• _Material supplied_:

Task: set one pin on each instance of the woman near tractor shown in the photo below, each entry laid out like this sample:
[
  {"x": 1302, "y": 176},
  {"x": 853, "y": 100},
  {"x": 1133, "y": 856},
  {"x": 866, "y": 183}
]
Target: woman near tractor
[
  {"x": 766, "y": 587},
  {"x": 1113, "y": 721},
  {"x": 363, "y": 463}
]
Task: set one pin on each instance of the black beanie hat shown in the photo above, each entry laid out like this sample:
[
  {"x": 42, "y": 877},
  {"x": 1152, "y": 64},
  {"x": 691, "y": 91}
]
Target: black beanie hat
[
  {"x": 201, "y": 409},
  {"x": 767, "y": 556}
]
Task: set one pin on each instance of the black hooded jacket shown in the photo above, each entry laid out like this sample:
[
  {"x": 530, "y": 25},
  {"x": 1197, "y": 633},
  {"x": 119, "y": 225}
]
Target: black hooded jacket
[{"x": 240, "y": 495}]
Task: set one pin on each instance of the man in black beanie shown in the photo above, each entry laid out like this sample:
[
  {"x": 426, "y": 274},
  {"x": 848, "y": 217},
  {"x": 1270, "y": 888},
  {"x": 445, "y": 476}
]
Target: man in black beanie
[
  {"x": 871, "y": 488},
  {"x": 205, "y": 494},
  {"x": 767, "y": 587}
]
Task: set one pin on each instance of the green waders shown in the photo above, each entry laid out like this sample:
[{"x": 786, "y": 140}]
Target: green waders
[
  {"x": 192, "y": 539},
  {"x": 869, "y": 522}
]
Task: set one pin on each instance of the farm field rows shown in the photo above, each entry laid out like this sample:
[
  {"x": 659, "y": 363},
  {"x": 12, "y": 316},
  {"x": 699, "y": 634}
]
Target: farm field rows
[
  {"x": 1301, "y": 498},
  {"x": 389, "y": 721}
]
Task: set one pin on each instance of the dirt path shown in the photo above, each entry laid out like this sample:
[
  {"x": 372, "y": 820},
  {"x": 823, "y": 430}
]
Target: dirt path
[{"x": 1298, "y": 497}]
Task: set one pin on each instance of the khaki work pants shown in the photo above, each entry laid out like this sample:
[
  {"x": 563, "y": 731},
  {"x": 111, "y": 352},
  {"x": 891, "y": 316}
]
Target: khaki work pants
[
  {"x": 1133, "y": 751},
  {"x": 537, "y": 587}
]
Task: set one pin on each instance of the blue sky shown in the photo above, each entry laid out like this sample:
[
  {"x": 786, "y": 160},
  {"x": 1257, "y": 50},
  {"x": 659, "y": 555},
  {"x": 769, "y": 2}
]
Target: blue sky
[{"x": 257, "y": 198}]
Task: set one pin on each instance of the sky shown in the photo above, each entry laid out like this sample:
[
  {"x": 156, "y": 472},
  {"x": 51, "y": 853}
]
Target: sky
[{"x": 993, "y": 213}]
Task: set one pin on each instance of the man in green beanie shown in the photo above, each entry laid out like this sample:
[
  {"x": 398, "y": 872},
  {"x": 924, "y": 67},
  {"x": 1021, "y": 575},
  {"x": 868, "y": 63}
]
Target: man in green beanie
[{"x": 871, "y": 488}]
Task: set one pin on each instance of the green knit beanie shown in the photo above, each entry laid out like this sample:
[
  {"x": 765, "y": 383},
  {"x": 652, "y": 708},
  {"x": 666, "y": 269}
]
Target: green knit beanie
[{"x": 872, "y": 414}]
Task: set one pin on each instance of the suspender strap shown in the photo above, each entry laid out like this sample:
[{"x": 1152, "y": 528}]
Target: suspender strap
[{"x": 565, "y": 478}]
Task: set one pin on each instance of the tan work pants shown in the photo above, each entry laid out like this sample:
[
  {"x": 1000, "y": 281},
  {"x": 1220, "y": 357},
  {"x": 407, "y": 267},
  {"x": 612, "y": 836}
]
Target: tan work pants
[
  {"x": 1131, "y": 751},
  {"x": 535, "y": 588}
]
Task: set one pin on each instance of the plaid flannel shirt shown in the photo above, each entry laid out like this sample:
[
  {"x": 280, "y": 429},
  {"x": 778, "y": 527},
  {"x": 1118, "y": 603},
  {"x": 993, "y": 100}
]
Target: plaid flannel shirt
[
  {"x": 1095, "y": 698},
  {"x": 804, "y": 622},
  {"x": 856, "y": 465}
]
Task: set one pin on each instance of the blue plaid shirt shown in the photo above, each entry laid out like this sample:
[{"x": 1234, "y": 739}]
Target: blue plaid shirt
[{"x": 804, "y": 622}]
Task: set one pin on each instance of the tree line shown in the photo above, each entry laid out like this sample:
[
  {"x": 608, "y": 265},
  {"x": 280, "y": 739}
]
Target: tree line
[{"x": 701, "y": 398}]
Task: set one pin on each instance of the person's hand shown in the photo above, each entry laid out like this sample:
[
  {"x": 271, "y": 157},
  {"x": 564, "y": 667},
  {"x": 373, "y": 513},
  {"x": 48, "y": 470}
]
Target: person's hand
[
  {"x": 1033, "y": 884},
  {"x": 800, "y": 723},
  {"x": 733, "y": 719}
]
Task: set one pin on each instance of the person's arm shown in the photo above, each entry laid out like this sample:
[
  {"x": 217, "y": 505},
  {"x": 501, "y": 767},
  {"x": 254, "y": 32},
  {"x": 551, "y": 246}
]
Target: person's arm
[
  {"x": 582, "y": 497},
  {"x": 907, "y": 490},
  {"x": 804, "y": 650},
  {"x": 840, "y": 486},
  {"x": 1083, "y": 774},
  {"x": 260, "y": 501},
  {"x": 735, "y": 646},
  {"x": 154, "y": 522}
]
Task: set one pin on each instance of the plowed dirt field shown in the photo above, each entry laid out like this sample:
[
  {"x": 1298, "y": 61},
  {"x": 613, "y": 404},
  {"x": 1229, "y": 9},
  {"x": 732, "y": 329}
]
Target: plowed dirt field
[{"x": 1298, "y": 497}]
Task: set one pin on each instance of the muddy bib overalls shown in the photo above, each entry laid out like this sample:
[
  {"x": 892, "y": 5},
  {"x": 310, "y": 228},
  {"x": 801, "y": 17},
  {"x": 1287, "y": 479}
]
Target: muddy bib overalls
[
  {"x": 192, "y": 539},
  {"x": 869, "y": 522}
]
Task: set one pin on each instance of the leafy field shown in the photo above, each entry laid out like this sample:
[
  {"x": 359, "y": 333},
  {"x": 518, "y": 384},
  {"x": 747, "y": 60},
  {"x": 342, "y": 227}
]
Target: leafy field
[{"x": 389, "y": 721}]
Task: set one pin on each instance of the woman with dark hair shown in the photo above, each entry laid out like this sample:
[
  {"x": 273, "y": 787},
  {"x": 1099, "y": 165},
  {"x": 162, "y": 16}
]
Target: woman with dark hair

• _Description of the task_: Extract every entry above as it appears.

• _Output_:
Task: set one pin on each instance of the woman near tractor shown in the photo below, each entry laid out like this sample:
[
  {"x": 1302, "y": 176},
  {"x": 853, "y": 100},
  {"x": 1133, "y": 856},
  {"x": 866, "y": 183}
]
Target: woman near tractor
[
  {"x": 766, "y": 587},
  {"x": 1113, "y": 721},
  {"x": 363, "y": 463}
]
Task: set one pin on each instance of the black beanie hat shown in the photo above, each entry laid out like this sample:
[
  {"x": 42, "y": 877},
  {"x": 1152, "y": 64},
  {"x": 691, "y": 91}
]
Target: black beanie hat
[
  {"x": 201, "y": 409},
  {"x": 767, "y": 556}
]
Task: set one pin on each instance of the black hooded jacket shown in the photo above, each entry laid out like this sample:
[
  {"x": 530, "y": 25},
  {"x": 1197, "y": 633},
  {"x": 119, "y": 225}
]
Target: black hooded jacket
[{"x": 240, "y": 495}]
Task: set one pin on each instance of the man in black beanie shown in the photo above, each entry laid out like this sample:
[
  {"x": 426, "y": 274},
  {"x": 848, "y": 217},
  {"x": 1270, "y": 888},
  {"x": 445, "y": 476}
]
Target: man in black beanie
[
  {"x": 871, "y": 488},
  {"x": 205, "y": 494},
  {"x": 767, "y": 587}
]
Task: set one pin on each instance of the green waders shown in the photo above, each entry laid out like this sample:
[{"x": 786, "y": 140}]
Target: green waders
[
  {"x": 192, "y": 539},
  {"x": 869, "y": 522}
]
Task: set one pin on each instance of the farm field rows shown in the photo above, each entry laid out like this sample:
[
  {"x": 659, "y": 363},
  {"x": 12, "y": 316},
  {"x": 699, "y": 634}
]
Target: farm field rows
[
  {"x": 1301, "y": 498},
  {"x": 389, "y": 721}
]
Task: set one pin on each instance of the dirt path shown in the photo above, each entry laid out like this sample:
[
  {"x": 372, "y": 820},
  {"x": 823, "y": 430}
]
Target: dirt path
[{"x": 1298, "y": 497}]
Task: set one pin on each instance of the khaki work pants shown in the photo above, each entry laid out like this sample:
[
  {"x": 563, "y": 731},
  {"x": 111, "y": 352},
  {"x": 891, "y": 316}
]
Target: khaki work pants
[
  {"x": 1133, "y": 751},
  {"x": 537, "y": 587}
]
Task: set one pin on each instance of the blue sky shown in the photo above, each entry laid out like this sample:
[
  {"x": 786, "y": 160},
  {"x": 1257, "y": 50},
  {"x": 659, "y": 555},
  {"x": 769, "y": 2}
]
Target: blue sky
[{"x": 257, "y": 198}]
Task: set one pin on each instance of the sky shown in the photo above, each entry laid out like this sample:
[
  {"x": 156, "y": 472},
  {"x": 51, "y": 853}
]
Target: sky
[{"x": 993, "y": 213}]
Task: set one pin on each instance of the man in green beanie shown in the photo above, each entry laid out like this sample:
[
  {"x": 398, "y": 872},
  {"x": 924, "y": 67},
  {"x": 1021, "y": 575},
  {"x": 868, "y": 63}
]
Target: man in green beanie
[{"x": 871, "y": 488}]
Task: set one pin on each instance of the green knit beanie shown in the photo above, each entry laid out like this sample:
[
  {"x": 765, "y": 383},
  {"x": 652, "y": 708},
  {"x": 666, "y": 269}
]
Target: green knit beanie
[{"x": 872, "y": 414}]
Task: set one pin on each instance of the suspender strap shown in the photo above, each entry laid out like this sample:
[{"x": 1152, "y": 528}]
Target: suspender strap
[{"x": 565, "y": 478}]
Task: set one pin on each instance of the tan work pants shown in the photo above, each entry laid out like this sample:
[
  {"x": 1000, "y": 281},
  {"x": 1220, "y": 357},
  {"x": 407, "y": 267},
  {"x": 612, "y": 836}
]
Target: tan work pants
[
  {"x": 1131, "y": 751},
  {"x": 535, "y": 588}
]
Task: set one pin on each instance of the plaid flannel shirt shown in the photo above, each entry laid out like this sample:
[
  {"x": 280, "y": 429},
  {"x": 778, "y": 527},
  {"x": 1118, "y": 603},
  {"x": 993, "y": 100}
]
Target: plaid flannel shirt
[
  {"x": 1095, "y": 698},
  {"x": 804, "y": 622},
  {"x": 856, "y": 465}
]
Task: set one pin on each instance of the blue plaid shirt shown in the photo above, each entry laid out like this sample:
[{"x": 1234, "y": 739}]
Target: blue plaid shirt
[{"x": 804, "y": 622}]
Task: set one pin on each instance of the tree line shown in the photo above, each entry laid out like this sample:
[
  {"x": 608, "y": 265},
  {"x": 280, "y": 739}
]
Target: tree line
[{"x": 701, "y": 398}]
Task: set one pin on each instance of the person's hand shown in the photo above, each entry laid out like this sample:
[
  {"x": 271, "y": 157},
  {"x": 564, "y": 667},
  {"x": 373, "y": 513},
  {"x": 48, "y": 470}
]
Target: person's hand
[
  {"x": 1033, "y": 884},
  {"x": 800, "y": 723},
  {"x": 733, "y": 719}
]
Task: set one pin on each instance of the person's arm shown in the photo above, each entry laid out like this sample:
[
  {"x": 217, "y": 505},
  {"x": 501, "y": 767},
  {"x": 254, "y": 32},
  {"x": 551, "y": 246}
]
Target: person's arm
[
  {"x": 582, "y": 497},
  {"x": 907, "y": 490},
  {"x": 804, "y": 650},
  {"x": 840, "y": 486},
  {"x": 1083, "y": 774},
  {"x": 260, "y": 501},
  {"x": 735, "y": 646},
  {"x": 154, "y": 522}
]
Task: set one pin on each instance of the plowed dirt field shown in the photo above, each entry laid out like this sample:
[
  {"x": 1298, "y": 61},
  {"x": 613, "y": 404},
  {"x": 1229, "y": 9},
  {"x": 732, "y": 329}
]
Target: plowed dirt field
[{"x": 1298, "y": 497}]
Task: set one pin on each instance of the muddy bib overalls shown in the photo above, each entry laid out like this sample:
[
  {"x": 892, "y": 5},
  {"x": 310, "y": 228},
  {"x": 801, "y": 17},
  {"x": 1287, "y": 479}
]
Target: muddy bib overalls
[
  {"x": 192, "y": 539},
  {"x": 869, "y": 522}
]
Task: set one pin on each instance of the leafy field shown in the photo above, each entry laid out like this sample:
[
  {"x": 359, "y": 333},
  {"x": 518, "y": 384},
  {"x": 747, "y": 60},
  {"x": 342, "y": 227}
]
Target: leafy field
[{"x": 389, "y": 721}]
Task: set one pin on each instance of the woman with dark hair shown in the photo above, each entry laid out like this sample:
[
  {"x": 273, "y": 787},
  {"x": 1099, "y": 165},
  {"x": 162, "y": 16}
]
Target: woman with dark hair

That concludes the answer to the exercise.